Aim of the task:
Could you copy out all of the records below line for line, without changing a single character?

Segmentation annotation records:
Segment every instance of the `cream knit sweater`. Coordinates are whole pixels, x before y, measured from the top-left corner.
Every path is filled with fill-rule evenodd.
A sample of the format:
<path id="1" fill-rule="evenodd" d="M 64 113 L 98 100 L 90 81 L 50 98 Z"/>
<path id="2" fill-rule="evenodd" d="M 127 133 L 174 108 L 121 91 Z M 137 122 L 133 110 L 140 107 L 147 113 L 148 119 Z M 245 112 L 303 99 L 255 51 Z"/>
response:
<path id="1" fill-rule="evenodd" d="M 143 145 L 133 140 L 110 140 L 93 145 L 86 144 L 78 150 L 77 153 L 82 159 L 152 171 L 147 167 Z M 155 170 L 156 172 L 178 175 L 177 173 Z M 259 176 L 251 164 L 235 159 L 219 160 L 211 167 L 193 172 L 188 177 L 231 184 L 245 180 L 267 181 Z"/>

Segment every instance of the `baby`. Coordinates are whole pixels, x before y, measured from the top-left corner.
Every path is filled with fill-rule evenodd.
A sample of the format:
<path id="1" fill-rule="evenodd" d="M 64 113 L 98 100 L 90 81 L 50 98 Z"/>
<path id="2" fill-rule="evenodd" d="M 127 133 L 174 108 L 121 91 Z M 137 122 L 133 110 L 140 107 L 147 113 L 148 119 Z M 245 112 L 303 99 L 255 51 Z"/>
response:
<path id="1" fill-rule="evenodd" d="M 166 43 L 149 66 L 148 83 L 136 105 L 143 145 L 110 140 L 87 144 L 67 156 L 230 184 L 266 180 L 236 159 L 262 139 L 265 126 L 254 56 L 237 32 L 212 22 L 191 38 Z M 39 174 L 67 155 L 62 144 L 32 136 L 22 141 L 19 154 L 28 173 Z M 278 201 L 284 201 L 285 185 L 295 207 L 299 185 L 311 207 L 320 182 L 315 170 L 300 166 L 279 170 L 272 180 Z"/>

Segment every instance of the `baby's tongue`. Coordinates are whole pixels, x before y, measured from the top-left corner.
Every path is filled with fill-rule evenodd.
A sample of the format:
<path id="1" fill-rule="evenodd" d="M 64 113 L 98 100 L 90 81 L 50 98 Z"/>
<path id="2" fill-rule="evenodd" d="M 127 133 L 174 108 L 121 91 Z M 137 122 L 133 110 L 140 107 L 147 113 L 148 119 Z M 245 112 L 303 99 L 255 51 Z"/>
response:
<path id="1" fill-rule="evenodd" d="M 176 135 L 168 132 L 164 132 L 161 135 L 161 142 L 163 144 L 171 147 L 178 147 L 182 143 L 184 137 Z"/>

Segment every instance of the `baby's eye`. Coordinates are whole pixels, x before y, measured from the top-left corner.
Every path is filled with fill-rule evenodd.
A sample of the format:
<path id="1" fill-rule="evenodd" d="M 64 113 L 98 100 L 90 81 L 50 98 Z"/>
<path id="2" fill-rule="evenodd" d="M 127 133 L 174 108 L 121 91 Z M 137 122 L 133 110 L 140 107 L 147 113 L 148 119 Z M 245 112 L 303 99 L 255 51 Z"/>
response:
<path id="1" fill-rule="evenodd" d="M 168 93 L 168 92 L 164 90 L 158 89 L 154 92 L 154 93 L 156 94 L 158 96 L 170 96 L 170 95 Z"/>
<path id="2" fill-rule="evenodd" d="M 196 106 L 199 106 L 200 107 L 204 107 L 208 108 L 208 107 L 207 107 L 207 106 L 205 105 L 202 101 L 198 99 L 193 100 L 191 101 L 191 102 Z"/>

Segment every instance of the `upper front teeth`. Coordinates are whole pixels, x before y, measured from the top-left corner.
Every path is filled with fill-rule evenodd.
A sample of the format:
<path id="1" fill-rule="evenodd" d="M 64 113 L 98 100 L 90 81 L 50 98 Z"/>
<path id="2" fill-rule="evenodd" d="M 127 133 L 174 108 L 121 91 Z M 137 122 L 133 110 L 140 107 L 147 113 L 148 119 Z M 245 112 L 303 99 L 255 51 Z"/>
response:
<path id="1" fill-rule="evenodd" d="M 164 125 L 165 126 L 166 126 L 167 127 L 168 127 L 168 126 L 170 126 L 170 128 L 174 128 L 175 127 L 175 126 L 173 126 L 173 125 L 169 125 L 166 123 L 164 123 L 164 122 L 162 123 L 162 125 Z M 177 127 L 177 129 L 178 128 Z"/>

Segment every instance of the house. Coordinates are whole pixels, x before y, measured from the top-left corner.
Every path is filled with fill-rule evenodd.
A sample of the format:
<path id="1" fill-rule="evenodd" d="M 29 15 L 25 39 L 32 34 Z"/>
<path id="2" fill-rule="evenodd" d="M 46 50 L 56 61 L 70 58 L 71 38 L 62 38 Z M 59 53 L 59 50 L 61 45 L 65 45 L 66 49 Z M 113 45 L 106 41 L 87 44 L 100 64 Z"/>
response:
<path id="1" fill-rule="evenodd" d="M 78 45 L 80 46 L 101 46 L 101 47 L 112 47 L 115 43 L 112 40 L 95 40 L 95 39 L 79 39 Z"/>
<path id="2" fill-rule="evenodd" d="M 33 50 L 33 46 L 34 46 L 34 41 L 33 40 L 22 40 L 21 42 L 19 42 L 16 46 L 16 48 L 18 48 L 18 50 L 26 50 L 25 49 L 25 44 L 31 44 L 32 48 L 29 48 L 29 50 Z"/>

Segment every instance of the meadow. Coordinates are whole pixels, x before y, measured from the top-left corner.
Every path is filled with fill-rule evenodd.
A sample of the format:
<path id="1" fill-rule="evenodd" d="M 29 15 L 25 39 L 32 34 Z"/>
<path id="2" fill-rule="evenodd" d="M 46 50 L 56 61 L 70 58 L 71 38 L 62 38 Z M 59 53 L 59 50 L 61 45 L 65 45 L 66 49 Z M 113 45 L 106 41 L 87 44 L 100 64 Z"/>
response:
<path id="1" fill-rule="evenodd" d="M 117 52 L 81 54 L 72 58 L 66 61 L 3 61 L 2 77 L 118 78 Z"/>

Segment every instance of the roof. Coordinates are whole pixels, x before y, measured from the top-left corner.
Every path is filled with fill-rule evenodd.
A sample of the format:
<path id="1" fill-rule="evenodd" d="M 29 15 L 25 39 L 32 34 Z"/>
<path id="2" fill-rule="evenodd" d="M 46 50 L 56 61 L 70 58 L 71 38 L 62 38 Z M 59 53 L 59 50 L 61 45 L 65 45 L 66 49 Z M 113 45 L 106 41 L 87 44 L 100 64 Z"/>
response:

Solution to the problem:
Segment every instance of the `cream knit sweater`. Coordinates are whole pixels, x before y, measured from the top-left corner.
Every path is filled with fill-rule evenodd.
A sample of the format:
<path id="1" fill-rule="evenodd" d="M 64 113 L 98 100 L 90 81 L 50 98 Z"/>
<path id="2" fill-rule="evenodd" d="M 127 133 L 174 108 L 121 91 Z M 137 122 L 133 110 L 140 107 L 147 113 L 148 119 Z M 245 112 L 303 99 L 255 51 Z"/>
response:
<path id="1" fill-rule="evenodd" d="M 143 145 L 133 140 L 110 140 L 93 145 L 86 144 L 78 150 L 77 153 L 82 159 L 152 171 L 147 167 Z M 155 170 L 156 172 L 178 175 L 177 173 Z M 259 176 L 251 164 L 235 159 L 219 160 L 211 167 L 193 172 L 188 177 L 231 184 L 245 180 L 267 181 Z"/>

Segment every instance of the `baby`. Coordinates are whole pixels, x before y, measured from the top-left corner.
Every path is filled with fill-rule evenodd.
A sample of the format:
<path id="1" fill-rule="evenodd" d="M 64 113 L 98 100 L 90 81 L 50 98 Z"/>
<path id="2" fill-rule="evenodd" d="M 127 133 L 174 108 L 121 91 Z M 137 122 L 133 110 L 140 107 L 147 113 L 148 119 Z M 245 112 L 303 99 L 255 51 Z"/>
response:
<path id="1" fill-rule="evenodd" d="M 166 43 L 149 66 L 148 83 L 136 105 L 143 145 L 110 140 L 87 144 L 67 156 L 230 184 L 266 180 L 236 159 L 262 139 L 265 126 L 254 56 L 237 32 L 212 22 L 191 38 Z M 39 174 L 67 155 L 62 144 L 32 136 L 22 141 L 19 154 L 28 173 Z M 278 201 L 284 201 L 285 185 L 295 207 L 299 185 L 311 207 L 320 182 L 315 170 L 300 166 L 279 170 L 272 180 Z"/>

Segment every instance of the `baby's tongue`. Coordinates are whole pixels, x before y, measured from the top-left corner.
Every path is filled with fill-rule evenodd.
A sample of the format:
<path id="1" fill-rule="evenodd" d="M 64 113 L 98 100 L 90 81 L 50 98 Z"/>
<path id="2" fill-rule="evenodd" d="M 127 133 L 174 108 L 121 91 Z M 137 122 L 133 110 L 140 107 L 147 113 L 148 119 Z M 245 112 L 303 99 L 255 51 Z"/>
response:
<path id="1" fill-rule="evenodd" d="M 176 135 L 168 132 L 164 132 L 161 135 L 161 142 L 163 144 L 171 147 L 178 147 L 182 143 L 184 137 Z"/>

Segment every instance of the `baby's eye`. Coordinates are whole pixels, x before y, measured from the top-left corner.
Every path is filled with fill-rule evenodd.
A sample of the format:
<path id="1" fill-rule="evenodd" d="M 64 113 L 98 100 L 90 81 L 50 98 Z"/>
<path id="2" fill-rule="evenodd" d="M 127 133 L 174 108 L 121 91 Z M 137 122 L 133 110 L 140 107 L 147 113 L 148 119 Z M 245 112 L 303 99 L 255 51 Z"/>
response:
<path id="1" fill-rule="evenodd" d="M 168 93 L 168 92 L 164 90 L 158 89 L 154 92 L 154 93 L 156 94 L 158 96 L 170 96 L 170 95 Z"/>
<path id="2" fill-rule="evenodd" d="M 196 106 L 199 106 L 200 107 L 204 107 L 208 108 L 208 107 L 207 107 L 207 106 L 205 105 L 202 101 L 198 99 L 193 100 L 191 101 L 191 102 Z"/>

Segment every instance of the `upper front teeth`. Coordinates are whole pixels, x before y, measured from the top-left corner.
Every path is filled with fill-rule evenodd.
A sample of the format:
<path id="1" fill-rule="evenodd" d="M 64 113 L 98 100 L 90 81 L 50 98 Z"/>
<path id="2" fill-rule="evenodd" d="M 127 133 L 174 108 L 121 91 Z M 137 122 L 133 110 L 140 107 L 147 113 L 148 119 Z M 245 112 L 303 99 L 255 51 Z"/>
response:
<path id="1" fill-rule="evenodd" d="M 164 125 L 165 126 L 166 126 L 167 127 L 168 127 L 168 126 L 170 126 L 170 128 L 174 128 L 175 127 L 175 126 L 173 126 L 173 125 L 169 125 L 166 123 L 164 123 L 164 122 L 162 123 L 162 125 Z M 177 127 L 177 129 L 178 128 Z"/>

Segment every instance of the house. Coordinates are whole pixels, x before y, measured from the top-left corner.
Every path is filled with fill-rule evenodd.
A sample of the format:
<path id="1" fill-rule="evenodd" d="M 29 15 L 25 39 L 32 34 Z"/>
<path id="2" fill-rule="evenodd" d="M 46 50 L 56 61 L 70 58 L 71 38 L 62 38 Z M 59 53 L 59 50 L 61 45 L 65 45 L 66 49 Z M 113 45 L 106 41 L 87 44 L 100 64 Z"/>
response:
<path id="1" fill-rule="evenodd" d="M 78 45 L 80 46 L 101 46 L 101 47 L 112 47 L 115 43 L 112 40 L 95 40 L 95 39 L 79 39 Z"/>
<path id="2" fill-rule="evenodd" d="M 33 50 L 33 46 L 34 46 L 34 41 L 33 40 L 22 40 L 21 42 L 19 42 L 16 46 L 16 48 L 18 48 L 18 50 L 26 50 L 25 49 L 25 44 L 31 44 L 32 48 L 29 48 L 29 50 Z"/>

Segment every instance of the meadow. Coordinates are whole pixels, x before y, measured from the top-left corner.
Every path is filled with fill-rule evenodd.
A sample of the format:
<path id="1" fill-rule="evenodd" d="M 29 15 L 25 39 L 32 34 Z"/>
<path id="2" fill-rule="evenodd" d="M 46 50 L 56 61 L 70 58 L 71 38 L 62 38 Z M 59 53 L 59 50 L 61 45 L 65 45 L 66 49 Z M 113 45 L 106 41 L 87 44 L 100 64 Z"/>
response:
<path id="1" fill-rule="evenodd" d="M 117 52 L 81 54 L 72 58 L 66 61 L 3 61 L 2 77 L 118 78 Z"/>

Segment every instance of the roof. Coordinates are whole pixels, x before y, measured from the top-left corner.
Every path is filled with fill-rule evenodd.
A sample of the format:
<path id="1" fill-rule="evenodd" d="M 29 15 L 25 39 L 32 34 Z"/>
<path id="2" fill-rule="evenodd" d="M 46 50 L 56 61 L 70 58 L 71 38 L 62 38 Z M 59 53 L 59 50 L 61 45 L 65 45 L 66 49 Z M 113 45 L 106 41 L 87 44 L 100 64 Z"/>
response:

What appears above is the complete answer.